■ **EXERCISE AIM**: Exactly the lines starting at the line containing "One point goes on each instance of the soccer" and ending at the line containing "One point goes on each instance of the yellow" are to be written out from the listing below, both included.

■ **SOURCE INFORMATION**:
• • • •

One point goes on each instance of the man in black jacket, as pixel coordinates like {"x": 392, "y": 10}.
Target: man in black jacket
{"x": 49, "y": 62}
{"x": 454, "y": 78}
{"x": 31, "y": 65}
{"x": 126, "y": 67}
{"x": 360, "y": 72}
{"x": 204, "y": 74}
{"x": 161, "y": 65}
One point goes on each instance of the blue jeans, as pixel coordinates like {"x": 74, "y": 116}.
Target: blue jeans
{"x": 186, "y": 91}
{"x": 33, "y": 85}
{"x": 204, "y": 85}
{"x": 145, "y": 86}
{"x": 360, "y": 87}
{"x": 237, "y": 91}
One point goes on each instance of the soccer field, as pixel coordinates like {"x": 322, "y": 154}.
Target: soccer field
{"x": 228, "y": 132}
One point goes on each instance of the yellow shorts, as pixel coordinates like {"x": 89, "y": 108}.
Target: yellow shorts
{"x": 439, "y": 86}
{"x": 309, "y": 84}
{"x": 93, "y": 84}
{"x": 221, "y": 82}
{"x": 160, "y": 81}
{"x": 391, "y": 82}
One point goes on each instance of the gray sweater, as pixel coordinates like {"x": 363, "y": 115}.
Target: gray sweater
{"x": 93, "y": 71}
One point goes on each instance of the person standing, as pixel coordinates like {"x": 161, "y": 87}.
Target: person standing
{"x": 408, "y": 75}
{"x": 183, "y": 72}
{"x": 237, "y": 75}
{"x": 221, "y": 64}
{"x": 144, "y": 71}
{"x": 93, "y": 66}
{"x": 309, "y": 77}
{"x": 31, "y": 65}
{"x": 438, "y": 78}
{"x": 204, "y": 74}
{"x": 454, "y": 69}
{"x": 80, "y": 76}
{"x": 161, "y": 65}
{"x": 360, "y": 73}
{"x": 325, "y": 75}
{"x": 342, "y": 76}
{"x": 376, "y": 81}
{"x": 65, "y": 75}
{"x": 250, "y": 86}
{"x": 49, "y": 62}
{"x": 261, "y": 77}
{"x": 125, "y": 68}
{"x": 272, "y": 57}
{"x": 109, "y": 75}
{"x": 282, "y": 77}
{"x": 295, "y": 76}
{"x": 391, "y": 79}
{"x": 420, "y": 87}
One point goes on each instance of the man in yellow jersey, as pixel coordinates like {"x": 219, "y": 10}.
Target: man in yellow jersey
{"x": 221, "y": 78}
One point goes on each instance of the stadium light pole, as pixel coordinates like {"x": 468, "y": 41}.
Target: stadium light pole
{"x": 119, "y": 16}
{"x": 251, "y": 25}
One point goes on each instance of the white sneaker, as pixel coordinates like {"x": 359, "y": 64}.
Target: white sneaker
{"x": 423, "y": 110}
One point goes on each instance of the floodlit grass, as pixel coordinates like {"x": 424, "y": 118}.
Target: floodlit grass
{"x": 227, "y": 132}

• • • •

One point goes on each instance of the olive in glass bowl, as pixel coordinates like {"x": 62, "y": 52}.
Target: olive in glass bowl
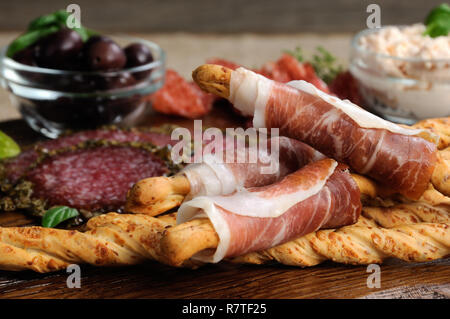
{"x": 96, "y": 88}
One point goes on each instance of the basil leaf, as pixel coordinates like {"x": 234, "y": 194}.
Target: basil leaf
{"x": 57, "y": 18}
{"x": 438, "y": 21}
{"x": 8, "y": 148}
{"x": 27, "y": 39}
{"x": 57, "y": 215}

• • • •

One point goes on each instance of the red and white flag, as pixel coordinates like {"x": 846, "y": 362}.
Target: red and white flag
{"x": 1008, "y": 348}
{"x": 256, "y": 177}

• • • •

■ **TASK RESULT**:
One point goes on each instance of the soccer field, as pixel coordinates like {"x": 322, "y": 154}.
Target: soccer field
{"x": 228, "y": 132}
One point goes on each instance of the yellow shorts, as pixel coordinates like {"x": 89, "y": 108}.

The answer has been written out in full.